:: Reading text ::
Democracy & Cuba

From: Asfilho@AOL.COM
Date: Sat May 17 2003 - 07:19:02 EDT


I agree with Riccardo on the importance of democracy for socialism. This is a
fundamental issue for any revolution and any process of transition. Clearly
there were severe shortcomings (this is an understatement) in this respect in
the early years of the Soviet Union (I am talking about the repression of the
non-bolshevik left & similar groups; I have no problem with the summary
execution of the Romanovs - surely we all agree that the Revolution was not
obliged to respect the human rights of the Czar & Co., and that chopping off
the head of Louis XVI was also unavoidable). It is quite possible that the
same applies to Cuba, in the early 60s as well as now.

However, this is a general statement, with little import on the specific case
of the death penalty that we have been talking about.

Whereas state terrorism and mass repression must be avoided and resisted if
necessary, even during (purported) socialist transitions,
politically-inspired kidnappings, sabotage and individual right-wing
terrorism must be crushed by the socialist state. There can be no
equivocation, because the alternative is the White Terror, foreign invasion
or both. This is true for revolutionary France, the USSR and Cuba.

:: Requirement A ::
In the message on democracy and Cuba, whom does the writer agree with about the importance of democracy for socialism?
:: Requirement B ::
List every act that the message on democracy and Cuba says the socialist state must crush.
:: Requirement C ::
Please write the next part of the message on democracy and Cuba, starting after its final sentence.

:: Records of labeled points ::
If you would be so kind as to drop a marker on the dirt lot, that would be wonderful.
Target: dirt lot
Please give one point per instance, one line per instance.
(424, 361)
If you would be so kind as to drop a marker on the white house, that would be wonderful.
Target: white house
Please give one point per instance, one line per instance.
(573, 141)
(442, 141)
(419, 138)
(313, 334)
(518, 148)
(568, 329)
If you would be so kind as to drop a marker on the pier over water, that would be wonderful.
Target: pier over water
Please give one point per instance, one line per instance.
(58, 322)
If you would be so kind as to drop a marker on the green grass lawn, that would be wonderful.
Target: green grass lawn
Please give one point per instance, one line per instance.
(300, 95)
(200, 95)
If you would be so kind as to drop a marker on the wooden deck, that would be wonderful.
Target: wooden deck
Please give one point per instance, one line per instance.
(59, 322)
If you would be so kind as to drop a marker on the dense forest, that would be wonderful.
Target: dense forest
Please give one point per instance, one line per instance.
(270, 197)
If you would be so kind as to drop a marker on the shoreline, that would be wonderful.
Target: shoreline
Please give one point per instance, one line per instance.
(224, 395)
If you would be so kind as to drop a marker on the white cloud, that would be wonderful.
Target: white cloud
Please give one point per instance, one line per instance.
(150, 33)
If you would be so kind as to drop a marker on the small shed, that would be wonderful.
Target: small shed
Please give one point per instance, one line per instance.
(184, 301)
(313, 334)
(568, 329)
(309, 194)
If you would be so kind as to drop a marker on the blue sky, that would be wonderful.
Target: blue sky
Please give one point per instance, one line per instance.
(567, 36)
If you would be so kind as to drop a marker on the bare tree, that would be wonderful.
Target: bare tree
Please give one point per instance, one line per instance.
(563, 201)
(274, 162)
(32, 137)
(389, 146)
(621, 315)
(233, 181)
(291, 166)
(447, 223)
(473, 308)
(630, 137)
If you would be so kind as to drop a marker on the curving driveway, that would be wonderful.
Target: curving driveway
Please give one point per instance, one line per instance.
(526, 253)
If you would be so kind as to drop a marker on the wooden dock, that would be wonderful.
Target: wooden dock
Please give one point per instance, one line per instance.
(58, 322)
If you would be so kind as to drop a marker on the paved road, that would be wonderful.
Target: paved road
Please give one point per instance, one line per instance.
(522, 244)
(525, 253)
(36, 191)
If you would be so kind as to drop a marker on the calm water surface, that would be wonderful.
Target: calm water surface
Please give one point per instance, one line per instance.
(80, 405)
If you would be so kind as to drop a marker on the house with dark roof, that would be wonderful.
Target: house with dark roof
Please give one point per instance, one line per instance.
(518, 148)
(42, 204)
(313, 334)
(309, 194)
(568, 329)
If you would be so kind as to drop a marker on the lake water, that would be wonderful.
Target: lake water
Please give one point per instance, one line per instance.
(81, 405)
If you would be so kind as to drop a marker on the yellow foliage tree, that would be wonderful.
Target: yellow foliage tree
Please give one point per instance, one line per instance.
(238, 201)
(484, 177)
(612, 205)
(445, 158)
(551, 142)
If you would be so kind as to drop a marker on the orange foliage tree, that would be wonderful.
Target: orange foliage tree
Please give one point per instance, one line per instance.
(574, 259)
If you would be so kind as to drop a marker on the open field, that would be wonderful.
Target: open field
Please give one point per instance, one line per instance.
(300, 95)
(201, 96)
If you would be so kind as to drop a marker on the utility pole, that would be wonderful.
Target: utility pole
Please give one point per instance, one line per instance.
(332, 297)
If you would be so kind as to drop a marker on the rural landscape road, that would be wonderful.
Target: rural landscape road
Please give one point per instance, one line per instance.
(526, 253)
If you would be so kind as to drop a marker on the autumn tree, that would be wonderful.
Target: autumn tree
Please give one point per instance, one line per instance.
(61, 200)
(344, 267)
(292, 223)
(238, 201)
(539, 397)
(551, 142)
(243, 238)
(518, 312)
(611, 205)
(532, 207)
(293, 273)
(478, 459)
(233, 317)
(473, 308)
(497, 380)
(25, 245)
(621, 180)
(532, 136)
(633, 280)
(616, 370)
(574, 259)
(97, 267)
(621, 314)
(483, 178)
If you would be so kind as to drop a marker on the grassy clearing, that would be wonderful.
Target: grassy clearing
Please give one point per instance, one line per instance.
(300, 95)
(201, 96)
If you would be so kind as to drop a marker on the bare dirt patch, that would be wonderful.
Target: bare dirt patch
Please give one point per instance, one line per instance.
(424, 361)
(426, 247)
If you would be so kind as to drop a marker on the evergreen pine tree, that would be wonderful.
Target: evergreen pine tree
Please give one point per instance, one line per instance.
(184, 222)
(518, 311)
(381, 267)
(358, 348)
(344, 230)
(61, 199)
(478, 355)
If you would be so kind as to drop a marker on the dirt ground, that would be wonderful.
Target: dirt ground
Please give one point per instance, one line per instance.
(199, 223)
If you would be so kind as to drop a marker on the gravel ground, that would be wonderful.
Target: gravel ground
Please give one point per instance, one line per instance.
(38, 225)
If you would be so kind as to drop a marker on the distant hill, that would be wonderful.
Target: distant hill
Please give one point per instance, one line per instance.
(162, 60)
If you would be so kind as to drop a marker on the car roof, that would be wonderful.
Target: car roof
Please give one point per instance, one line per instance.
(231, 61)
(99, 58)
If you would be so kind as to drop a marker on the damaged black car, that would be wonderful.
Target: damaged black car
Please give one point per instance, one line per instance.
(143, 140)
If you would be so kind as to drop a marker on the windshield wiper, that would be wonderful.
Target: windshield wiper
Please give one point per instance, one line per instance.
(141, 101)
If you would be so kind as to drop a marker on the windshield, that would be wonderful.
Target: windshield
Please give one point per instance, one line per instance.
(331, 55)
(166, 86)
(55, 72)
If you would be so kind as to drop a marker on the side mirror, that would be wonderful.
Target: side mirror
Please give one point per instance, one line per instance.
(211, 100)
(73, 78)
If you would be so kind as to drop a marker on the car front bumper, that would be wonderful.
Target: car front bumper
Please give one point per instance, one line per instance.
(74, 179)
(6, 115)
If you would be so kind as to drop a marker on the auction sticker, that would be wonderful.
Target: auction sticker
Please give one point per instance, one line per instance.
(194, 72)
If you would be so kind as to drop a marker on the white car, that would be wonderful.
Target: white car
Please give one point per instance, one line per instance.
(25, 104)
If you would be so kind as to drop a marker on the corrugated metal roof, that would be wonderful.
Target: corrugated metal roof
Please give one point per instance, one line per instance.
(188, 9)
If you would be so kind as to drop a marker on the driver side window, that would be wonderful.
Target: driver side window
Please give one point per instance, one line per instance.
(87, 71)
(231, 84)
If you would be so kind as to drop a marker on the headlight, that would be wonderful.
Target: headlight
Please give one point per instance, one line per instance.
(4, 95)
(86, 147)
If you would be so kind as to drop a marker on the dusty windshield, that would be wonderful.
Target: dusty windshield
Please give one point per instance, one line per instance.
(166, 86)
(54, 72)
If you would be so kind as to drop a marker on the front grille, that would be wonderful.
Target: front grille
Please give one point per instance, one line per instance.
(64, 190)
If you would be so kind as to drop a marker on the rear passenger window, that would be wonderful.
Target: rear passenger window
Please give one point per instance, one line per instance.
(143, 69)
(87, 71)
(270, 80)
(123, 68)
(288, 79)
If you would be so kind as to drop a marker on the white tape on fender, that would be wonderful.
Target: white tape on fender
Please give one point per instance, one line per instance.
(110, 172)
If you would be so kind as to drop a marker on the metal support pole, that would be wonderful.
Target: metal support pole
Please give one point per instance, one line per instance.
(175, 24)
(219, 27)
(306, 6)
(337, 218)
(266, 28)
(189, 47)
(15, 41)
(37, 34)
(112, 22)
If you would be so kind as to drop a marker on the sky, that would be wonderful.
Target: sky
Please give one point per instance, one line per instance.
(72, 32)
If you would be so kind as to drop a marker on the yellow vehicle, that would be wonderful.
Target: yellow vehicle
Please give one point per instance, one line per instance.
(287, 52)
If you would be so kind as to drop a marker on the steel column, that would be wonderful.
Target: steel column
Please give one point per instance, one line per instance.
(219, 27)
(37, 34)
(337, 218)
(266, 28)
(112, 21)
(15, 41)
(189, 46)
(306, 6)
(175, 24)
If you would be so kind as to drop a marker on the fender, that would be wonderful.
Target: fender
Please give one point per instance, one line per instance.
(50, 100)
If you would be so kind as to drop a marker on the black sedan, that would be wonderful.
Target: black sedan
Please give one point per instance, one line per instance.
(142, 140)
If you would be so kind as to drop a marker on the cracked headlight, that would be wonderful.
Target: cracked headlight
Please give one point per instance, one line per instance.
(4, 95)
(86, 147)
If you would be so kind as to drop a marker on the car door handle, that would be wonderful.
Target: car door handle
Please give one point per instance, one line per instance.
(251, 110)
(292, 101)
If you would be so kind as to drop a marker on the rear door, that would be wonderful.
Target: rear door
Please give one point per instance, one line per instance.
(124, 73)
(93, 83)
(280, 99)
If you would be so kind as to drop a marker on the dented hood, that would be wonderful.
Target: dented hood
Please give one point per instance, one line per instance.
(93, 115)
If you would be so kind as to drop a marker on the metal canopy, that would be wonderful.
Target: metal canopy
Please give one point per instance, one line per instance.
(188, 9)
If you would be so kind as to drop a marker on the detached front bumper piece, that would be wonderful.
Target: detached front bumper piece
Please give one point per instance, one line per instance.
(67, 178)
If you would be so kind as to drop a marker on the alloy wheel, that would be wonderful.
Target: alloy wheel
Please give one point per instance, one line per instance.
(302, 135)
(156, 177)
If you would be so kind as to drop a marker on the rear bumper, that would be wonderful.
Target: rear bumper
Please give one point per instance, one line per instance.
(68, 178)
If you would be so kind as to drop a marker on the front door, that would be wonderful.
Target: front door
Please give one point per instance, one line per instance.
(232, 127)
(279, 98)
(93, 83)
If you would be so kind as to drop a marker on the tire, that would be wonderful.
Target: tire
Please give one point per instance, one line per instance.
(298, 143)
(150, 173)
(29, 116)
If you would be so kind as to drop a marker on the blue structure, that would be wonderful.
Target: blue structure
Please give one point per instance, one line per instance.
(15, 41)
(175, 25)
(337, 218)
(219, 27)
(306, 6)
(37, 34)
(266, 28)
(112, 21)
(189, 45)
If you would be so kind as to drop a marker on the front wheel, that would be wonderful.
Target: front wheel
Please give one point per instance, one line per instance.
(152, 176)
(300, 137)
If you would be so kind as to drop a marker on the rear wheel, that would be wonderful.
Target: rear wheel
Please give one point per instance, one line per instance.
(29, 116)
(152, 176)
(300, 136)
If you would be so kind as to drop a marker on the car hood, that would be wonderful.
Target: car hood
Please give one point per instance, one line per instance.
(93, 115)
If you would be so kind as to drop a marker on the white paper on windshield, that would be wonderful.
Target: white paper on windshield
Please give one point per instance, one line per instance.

:: Task result A ::
Riccardo.

:: Task result B ::
Politically-inspired kidnappings, sabotage, and individual right-wing terrorism.

:: Task result C ::
The *way* to crush terrorism against the socialist or revolutionary state and
its people - the precise relationship between mass (armed) vigilance, public
demonstrations, propaganda, police and intelligence work, undercover deals,
changes in the law, etc, depends on the circumstances, and it can shift over
time. But I would not make a point (this is a general statement, not a
comment on previous posts) of requiring that any socialist state, or
revolutionary regime, must respect the UN or European charter on human rights
at all times, as a condition for my support, or in order to have the right to
be called socialist or whatever. This is not a matter choice, it is an
imposition of reality; otherwise we would become armchair intellectuals, tied
by our ethics to the principle of non-action (this is, again, a general
statement rather than a comment on previous posts).

alfredo.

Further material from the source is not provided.